(Referring expression data)
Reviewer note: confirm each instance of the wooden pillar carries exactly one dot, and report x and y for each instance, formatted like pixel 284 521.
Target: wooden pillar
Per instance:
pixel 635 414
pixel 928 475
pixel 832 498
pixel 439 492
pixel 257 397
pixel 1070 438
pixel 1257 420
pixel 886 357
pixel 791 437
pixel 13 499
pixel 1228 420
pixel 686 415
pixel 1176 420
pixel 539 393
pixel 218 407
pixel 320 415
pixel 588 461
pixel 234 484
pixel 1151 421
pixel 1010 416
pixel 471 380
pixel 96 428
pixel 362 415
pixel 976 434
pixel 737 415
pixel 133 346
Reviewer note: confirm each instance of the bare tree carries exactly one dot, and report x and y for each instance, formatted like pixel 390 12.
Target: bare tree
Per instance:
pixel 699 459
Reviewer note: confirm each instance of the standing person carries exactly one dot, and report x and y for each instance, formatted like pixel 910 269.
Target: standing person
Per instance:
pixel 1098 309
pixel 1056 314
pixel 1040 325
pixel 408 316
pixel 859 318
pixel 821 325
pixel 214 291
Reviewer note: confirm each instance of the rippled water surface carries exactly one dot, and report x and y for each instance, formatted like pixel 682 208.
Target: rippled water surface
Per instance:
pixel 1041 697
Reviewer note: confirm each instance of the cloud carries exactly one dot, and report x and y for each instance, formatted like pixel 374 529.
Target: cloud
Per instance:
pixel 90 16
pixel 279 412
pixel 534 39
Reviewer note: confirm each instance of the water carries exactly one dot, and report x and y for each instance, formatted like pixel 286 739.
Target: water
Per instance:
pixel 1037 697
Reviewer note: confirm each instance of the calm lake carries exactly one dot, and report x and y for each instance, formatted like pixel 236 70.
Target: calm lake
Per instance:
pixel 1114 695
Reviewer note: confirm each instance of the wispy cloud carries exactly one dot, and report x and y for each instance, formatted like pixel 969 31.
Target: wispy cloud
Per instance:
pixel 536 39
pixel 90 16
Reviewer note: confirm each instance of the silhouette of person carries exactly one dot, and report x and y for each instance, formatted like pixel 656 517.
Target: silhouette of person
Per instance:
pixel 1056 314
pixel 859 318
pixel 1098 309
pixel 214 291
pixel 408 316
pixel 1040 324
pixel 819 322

▶ Task requirements
What is needed is one number: how many lines of the records above contain the word "Target".

▶ Task output
9